The problem:
Copy nothing before the line containing "[point] every instance of the melting". Reproduce that line and all that follow, exactly, through the end of the records.

(Stored data entries)

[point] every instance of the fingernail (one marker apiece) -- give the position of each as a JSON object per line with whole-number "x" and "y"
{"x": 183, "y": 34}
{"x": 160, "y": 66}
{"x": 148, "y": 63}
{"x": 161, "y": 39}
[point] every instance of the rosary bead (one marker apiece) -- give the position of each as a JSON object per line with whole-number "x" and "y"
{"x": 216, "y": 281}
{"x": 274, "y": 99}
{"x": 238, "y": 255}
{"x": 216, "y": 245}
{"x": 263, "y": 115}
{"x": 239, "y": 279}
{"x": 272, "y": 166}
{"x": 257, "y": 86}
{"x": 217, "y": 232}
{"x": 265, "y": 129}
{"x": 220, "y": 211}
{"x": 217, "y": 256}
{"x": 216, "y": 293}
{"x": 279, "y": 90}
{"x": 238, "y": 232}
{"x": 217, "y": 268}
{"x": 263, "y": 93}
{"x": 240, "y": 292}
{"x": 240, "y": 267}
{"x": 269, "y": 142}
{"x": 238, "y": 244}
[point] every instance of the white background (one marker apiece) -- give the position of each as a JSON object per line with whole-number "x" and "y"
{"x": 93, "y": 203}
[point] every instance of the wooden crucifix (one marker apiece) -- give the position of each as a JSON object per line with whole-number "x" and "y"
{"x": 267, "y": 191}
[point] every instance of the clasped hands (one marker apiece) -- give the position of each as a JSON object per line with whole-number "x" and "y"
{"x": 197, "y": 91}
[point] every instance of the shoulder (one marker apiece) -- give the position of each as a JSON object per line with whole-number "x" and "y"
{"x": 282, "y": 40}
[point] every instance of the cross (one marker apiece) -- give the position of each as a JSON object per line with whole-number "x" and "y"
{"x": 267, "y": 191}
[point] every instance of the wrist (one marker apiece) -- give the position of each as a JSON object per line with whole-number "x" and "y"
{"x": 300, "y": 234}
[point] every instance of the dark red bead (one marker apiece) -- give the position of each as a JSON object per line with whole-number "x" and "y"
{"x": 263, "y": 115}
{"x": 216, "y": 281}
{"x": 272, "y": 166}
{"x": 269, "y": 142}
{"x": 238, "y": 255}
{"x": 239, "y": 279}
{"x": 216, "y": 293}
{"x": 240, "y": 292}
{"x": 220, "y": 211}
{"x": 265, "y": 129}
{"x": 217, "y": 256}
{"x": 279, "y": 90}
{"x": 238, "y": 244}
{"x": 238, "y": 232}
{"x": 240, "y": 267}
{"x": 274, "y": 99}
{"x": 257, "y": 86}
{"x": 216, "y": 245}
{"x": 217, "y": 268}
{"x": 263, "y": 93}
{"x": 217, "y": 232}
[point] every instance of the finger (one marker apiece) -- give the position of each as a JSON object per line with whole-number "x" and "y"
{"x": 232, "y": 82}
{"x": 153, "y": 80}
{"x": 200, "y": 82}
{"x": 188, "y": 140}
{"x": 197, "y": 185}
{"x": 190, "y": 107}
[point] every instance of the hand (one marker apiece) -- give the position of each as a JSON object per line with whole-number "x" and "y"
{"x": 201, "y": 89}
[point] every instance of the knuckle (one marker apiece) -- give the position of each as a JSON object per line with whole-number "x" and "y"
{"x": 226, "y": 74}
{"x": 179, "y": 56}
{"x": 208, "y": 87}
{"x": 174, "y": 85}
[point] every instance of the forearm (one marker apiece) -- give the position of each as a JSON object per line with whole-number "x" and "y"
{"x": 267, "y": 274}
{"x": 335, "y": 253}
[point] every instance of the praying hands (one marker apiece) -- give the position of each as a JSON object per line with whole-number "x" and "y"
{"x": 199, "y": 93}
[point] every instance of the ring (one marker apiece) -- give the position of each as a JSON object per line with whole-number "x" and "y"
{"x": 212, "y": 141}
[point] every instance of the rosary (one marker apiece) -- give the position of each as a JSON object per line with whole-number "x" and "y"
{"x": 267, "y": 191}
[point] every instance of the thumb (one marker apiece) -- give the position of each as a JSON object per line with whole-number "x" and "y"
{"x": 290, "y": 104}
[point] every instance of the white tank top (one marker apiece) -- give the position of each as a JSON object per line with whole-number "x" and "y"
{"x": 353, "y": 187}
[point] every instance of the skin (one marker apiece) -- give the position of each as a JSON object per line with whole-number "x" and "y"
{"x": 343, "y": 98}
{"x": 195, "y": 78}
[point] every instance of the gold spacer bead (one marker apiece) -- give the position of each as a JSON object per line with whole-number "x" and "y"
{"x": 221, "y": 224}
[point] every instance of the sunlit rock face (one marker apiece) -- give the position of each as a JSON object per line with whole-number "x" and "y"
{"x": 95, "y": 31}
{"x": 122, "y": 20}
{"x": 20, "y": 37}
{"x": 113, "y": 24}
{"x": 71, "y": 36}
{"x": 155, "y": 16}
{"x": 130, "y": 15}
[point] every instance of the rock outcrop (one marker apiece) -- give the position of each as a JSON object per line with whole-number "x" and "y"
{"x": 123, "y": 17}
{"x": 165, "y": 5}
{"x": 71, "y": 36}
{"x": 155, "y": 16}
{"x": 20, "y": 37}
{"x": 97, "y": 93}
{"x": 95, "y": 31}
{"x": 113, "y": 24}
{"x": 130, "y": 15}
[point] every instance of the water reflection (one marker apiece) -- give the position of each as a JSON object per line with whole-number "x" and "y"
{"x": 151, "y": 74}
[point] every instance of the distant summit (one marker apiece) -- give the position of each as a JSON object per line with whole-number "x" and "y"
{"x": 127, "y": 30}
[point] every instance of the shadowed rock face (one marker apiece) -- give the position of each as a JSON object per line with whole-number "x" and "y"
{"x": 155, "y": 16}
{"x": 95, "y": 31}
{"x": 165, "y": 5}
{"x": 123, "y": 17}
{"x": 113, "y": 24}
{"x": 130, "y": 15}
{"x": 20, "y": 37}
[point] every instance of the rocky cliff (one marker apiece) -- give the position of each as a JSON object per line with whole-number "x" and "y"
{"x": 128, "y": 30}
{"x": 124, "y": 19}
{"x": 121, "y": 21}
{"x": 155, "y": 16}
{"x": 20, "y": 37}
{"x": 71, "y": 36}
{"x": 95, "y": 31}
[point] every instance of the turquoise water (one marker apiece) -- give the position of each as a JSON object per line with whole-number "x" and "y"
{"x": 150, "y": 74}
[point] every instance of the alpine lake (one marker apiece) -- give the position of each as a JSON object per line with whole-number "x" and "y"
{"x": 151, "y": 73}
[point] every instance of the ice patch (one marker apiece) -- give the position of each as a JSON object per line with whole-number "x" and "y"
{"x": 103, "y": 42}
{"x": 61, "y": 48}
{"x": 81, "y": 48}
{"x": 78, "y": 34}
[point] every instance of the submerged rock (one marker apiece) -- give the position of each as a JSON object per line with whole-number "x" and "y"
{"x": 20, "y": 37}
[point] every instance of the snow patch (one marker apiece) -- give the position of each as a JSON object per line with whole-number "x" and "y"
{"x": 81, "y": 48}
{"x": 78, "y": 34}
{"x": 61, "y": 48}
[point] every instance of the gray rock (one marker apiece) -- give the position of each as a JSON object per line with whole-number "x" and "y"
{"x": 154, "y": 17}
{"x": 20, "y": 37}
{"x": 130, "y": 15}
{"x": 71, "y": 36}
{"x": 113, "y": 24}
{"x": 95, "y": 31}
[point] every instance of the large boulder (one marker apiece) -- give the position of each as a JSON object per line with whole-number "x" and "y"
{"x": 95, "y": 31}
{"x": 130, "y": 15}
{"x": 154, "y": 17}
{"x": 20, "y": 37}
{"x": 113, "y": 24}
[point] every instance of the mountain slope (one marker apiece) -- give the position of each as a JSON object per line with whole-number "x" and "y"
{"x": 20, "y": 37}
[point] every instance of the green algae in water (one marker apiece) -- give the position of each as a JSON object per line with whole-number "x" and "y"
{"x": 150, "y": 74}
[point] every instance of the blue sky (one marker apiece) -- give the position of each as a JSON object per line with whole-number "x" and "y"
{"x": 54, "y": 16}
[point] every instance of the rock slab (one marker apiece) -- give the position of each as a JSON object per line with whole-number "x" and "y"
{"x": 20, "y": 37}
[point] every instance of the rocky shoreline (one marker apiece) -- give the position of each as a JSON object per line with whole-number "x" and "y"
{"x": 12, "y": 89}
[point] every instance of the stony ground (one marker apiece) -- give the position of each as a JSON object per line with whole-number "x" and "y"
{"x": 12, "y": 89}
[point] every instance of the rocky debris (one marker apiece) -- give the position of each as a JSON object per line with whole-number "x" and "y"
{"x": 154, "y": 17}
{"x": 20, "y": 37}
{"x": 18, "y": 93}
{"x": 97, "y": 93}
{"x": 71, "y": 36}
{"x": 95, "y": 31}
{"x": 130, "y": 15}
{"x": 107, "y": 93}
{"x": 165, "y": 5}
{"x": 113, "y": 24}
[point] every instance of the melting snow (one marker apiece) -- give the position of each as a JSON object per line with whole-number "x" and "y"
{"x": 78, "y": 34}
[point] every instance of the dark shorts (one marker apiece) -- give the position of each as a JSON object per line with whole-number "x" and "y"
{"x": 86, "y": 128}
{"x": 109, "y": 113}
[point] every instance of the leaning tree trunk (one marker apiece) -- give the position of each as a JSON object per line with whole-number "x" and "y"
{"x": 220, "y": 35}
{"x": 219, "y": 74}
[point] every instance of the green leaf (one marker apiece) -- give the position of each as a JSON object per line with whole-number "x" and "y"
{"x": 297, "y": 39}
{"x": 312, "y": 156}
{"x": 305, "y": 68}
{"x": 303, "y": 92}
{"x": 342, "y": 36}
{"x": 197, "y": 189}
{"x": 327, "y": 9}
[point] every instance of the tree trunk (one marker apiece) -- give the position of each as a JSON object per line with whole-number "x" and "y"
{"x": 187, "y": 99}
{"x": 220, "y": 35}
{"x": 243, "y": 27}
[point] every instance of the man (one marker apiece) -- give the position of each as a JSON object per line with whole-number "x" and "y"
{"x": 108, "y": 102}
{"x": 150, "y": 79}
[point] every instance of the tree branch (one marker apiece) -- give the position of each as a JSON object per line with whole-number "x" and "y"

Result below:
[point] every instance of the melting snow (one marker apiece) -- give the position of each as a JSON object per line with whole-number "x" and "y"
{"x": 78, "y": 34}
[point] every instance of the dark shorts (one marker apiece) -- give the position of each as a JSON object per line with whole-number "x" and "y"
{"x": 86, "y": 128}
{"x": 109, "y": 113}
[point] every instance of the leaning tree trunk (one marker apiece) -- give the position of each as a JSON object per line with whole-number "x" and "y"
{"x": 220, "y": 35}
{"x": 219, "y": 74}
[point] every instance of the green leaf (one marker apiece) -- give the position of each as a JSON object per line with whole-number "x" and "y"
{"x": 297, "y": 39}
{"x": 312, "y": 156}
{"x": 305, "y": 68}
{"x": 303, "y": 92}
{"x": 342, "y": 36}
{"x": 197, "y": 189}
{"x": 327, "y": 9}
[point] every instance of the tree trunk (one marker apiece) -- give the position of each as a JSON object per line with whole-number "x" and "y"
{"x": 187, "y": 99}
{"x": 220, "y": 35}
{"x": 243, "y": 27}
[point] every instance of the man (one marker apiece) -- give the position of each as a JSON object per line with whole-number "x" and "y"
{"x": 108, "y": 102}
{"x": 150, "y": 79}
[point] every instance of the tree branch (one marker apiece) -- give the position of each as a JSON object per line with whole-number "x" and "y"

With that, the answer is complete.